# start of EXERCISE INPUTS

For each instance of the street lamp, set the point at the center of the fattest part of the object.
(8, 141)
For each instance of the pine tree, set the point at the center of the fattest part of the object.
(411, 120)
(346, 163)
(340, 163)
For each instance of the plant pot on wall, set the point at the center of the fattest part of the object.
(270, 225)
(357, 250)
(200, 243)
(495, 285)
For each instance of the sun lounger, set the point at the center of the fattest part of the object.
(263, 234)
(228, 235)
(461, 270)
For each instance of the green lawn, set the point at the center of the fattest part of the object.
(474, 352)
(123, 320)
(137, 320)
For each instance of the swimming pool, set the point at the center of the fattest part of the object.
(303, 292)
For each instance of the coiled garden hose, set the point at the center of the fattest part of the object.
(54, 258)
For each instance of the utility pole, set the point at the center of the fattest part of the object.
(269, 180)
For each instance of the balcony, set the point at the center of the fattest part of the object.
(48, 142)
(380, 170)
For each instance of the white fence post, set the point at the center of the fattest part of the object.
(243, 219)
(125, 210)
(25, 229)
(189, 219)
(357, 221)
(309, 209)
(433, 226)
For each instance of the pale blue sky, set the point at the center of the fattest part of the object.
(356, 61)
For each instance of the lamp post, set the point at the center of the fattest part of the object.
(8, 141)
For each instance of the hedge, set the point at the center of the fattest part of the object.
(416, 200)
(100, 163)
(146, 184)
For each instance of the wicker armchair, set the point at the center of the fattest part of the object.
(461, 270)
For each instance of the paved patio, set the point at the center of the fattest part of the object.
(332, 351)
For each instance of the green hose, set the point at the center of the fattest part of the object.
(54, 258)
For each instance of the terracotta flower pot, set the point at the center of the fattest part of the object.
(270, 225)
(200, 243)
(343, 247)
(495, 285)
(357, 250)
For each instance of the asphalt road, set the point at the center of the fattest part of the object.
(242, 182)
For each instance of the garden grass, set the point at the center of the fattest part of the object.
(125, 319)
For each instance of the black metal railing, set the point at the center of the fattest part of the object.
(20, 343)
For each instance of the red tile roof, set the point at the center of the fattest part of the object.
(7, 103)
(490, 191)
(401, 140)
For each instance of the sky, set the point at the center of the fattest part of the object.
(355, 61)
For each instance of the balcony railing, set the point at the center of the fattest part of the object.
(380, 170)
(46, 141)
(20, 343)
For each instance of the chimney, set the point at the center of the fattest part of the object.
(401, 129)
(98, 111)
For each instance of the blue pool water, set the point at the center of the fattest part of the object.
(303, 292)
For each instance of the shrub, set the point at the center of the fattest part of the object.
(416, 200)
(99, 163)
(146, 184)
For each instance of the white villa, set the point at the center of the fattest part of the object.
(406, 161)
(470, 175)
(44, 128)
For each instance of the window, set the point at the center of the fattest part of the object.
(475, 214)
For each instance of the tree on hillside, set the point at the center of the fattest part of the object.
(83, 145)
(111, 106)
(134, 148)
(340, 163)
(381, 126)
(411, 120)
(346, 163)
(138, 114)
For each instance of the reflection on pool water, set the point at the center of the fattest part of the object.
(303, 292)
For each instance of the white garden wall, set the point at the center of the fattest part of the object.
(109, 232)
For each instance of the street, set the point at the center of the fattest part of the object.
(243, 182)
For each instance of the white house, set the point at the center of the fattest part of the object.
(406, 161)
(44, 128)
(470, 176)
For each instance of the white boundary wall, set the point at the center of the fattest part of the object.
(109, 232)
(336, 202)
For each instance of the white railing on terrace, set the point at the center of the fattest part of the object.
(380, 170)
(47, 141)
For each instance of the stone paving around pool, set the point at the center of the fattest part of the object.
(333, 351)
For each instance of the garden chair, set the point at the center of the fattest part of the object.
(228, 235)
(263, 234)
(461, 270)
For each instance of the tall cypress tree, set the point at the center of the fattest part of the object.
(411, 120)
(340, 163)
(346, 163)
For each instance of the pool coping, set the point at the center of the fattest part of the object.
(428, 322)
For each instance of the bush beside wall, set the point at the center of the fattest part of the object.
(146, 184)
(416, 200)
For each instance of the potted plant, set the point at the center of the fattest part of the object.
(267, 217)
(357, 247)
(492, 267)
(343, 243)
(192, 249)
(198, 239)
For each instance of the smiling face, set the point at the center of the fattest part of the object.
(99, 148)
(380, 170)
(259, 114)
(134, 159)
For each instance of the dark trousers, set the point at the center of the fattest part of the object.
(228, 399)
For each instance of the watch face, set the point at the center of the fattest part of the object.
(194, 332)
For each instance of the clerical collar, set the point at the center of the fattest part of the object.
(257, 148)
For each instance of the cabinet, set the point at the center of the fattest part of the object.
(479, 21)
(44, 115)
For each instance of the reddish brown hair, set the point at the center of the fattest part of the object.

# end of EXERCISE INPUTS

#### TASK STATEMENT
Can you reproduce all of the material above verbatim, line for line?

#### SOLVED PROBLEM
For each instance of the street lamp, set the point at the center of the fattest part of the object.
(8, 141)
For each instance of the pine tree, set the point at the center of the fattest part of the object.
(411, 120)
(346, 163)
(340, 163)
For each instance of the plant pot on wall, set the point at the center of the fattest part of the object.
(270, 225)
(357, 250)
(200, 243)
(495, 285)
For each instance of the sun lounger, set the point at the center of the fattest part of the object.
(263, 234)
(228, 235)
(461, 270)
For each instance of the green lawn, set the point at the center of the fattest part of the object.
(474, 352)
(123, 320)
(137, 320)
For each instance of the swimming pool, set the point at the center of the fattest part of the object.
(303, 292)
For each instance of the coiled garden hose, set the point at the center of the fattest part of the object.
(54, 258)
For each instance of the utility pole, set the point at the center of the fattest part of the object.
(269, 180)
For each instance of the balcony, set the point at the center of the fattest part of the object.
(48, 142)
(380, 170)
For each instance of the white fence post, set the point at the center of the fattest part of the object.
(243, 219)
(125, 210)
(25, 229)
(189, 219)
(357, 221)
(309, 209)
(433, 226)
For each instance of the pale blue sky, set the point at the center of the fattest part of the object.
(356, 61)
For each instance of the lamp post, set the point at the center of the fattest part of the object.
(8, 141)
For each instance of the hedge, set the point at the center of the fattest part of the object.
(416, 200)
(100, 163)
(146, 184)
For each instance of the wicker armchair, set the point at the center of the fattest part of the object.
(461, 270)
For each instance of the paved patio, set the point at the center of the fattest part of the object.
(332, 351)
For each instance of the green hose, set the point at the center of the fattest part of the object.
(54, 258)
For each instance of the terracotta flower pot, set the point at the center of the fattest part of the object.
(270, 225)
(200, 243)
(343, 247)
(495, 285)
(357, 250)
For each instance of the asphalt road, set the point at the center of the fattest part of the object.
(242, 182)
For each instance of the garden grass, set the point at the center of the fattest part of the object.
(125, 319)
For each instance of the black metal railing, set the point at the center of the fattest part of the object.
(20, 343)
For each instance of the red tile roof, set the point at the center of the fattest part of the object.
(7, 103)
(490, 191)
(401, 140)
For each instance of the sky, set the point at the center of the fattest part of the object.
(355, 61)
For each instance of the balcony railing, set the point at the center of the fattest part of the object.
(380, 170)
(46, 141)
(20, 343)
For each instance of the chimney, set the point at the center of the fattest part of the object.
(401, 129)
(98, 111)
For each instance of the blue pool water, set the point at the center of the fattest part of the object.
(303, 292)
For each instance of the shrub, set the point at the center of the fattest part of the object.
(416, 200)
(99, 163)
(146, 184)
For each instance of the white villa, set the point at the center of the fattest part of the object.
(406, 161)
(470, 175)
(44, 128)
For each instance of the window, set the point at the center of the fattest part of the object.
(475, 214)
For each instance of the tree on hillside, set the point at the center of the fattest part of the object.
(83, 145)
(111, 106)
(134, 148)
(340, 163)
(381, 126)
(411, 120)
(346, 163)
(138, 114)
For each instance of the reflection on pool water, set the point at the center of the fattest part of the object.
(303, 292)
For each instance of the white garden wall, set the point at the center of the fattest part of the object.
(109, 232)
For each instance of the street, set the point at the center of the fattest part of the object.
(243, 182)
For each instance of the white house, set the point at the center of the fattest part of the object.
(406, 161)
(44, 128)
(470, 176)
For each instance of the white boundary wall, set the point at the center of the fattest part of the object.
(109, 232)
(336, 202)
For each instance of the white railing on terrace, set the point at the center of the fattest part of the object.
(380, 170)
(47, 141)
For each instance of the stone paving around pool, set the point at the center of the fattest part of the object.
(333, 351)
For each instance of the garden chair, set the point at the center of the fattest part of the object.
(228, 235)
(263, 234)
(461, 270)
For each instance of the tall cypress tree, set the point at the center of the fattest part of the object.
(411, 120)
(340, 163)
(346, 163)
For each instance of the pool coping, set the point at the center of the fattest part of the object.
(428, 322)
For each instance of the bush beside wall, set the point at the center of the fattest part of the object.
(146, 184)
(416, 200)
For each instance of the potted plant, set the point at the center of the fattest part of the object.
(267, 217)
(357, 247)
(492, 267)
(343, 243)
(192, 249)
(198, 239)
For each instance of the smiling face, set the point at the center of the fattest part of the object.
(99, 148)
(380, 170)
(259, 114)
(134, 159)
For each instance of the dark trousers, set the point at the center of the fattest part of the object.
(228, 399)
For each instance of the watch face, set the point at the center of the fattest part of the object.
(194, 332)
For each instance of the clerical collar, set the point at the center of the fattest part of the object.
(257, 148)
For each instance of the cabinet, set the point at the center of the fattest part of the object.
(479, 21)
(44, 115)
For each instance of the reddish brown hair, set the point at the center of the fattest part of the object.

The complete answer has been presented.